START RECORDS TO PROCESS
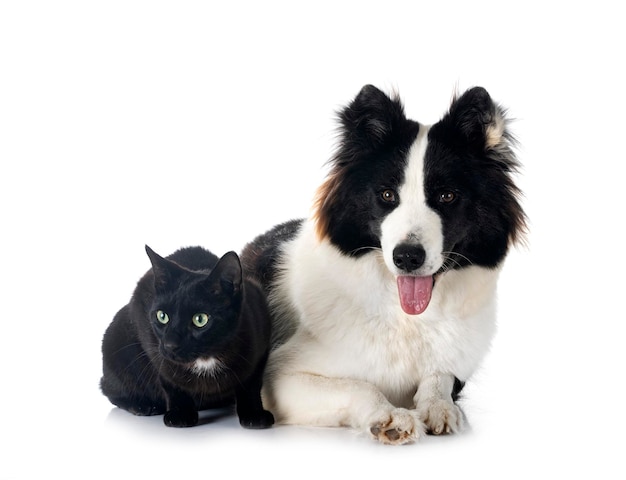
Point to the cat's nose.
(170, 348)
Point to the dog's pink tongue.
(414, 293)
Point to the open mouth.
(415, 293)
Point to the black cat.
(194, 336)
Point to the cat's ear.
(227, 274)
(164, 271)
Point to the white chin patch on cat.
(206, 366)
END RECORDS TO PROCESS
**DIRECTIONS FOR THIS TASK:**
Repeat only the lines from the one holding "Point to the dog's pink tongue." through the last line of the data.

**RESPONSE AREA:**
Point to the dog's pink tongue.
(414, 293)
Point to the open mouth.
(415, 293)
Point to the black cat.
(194, 336)
Point to the cat's ear.
(227, 274)
(164, 271)
Point to the white chin patch on cat.
(206, 366)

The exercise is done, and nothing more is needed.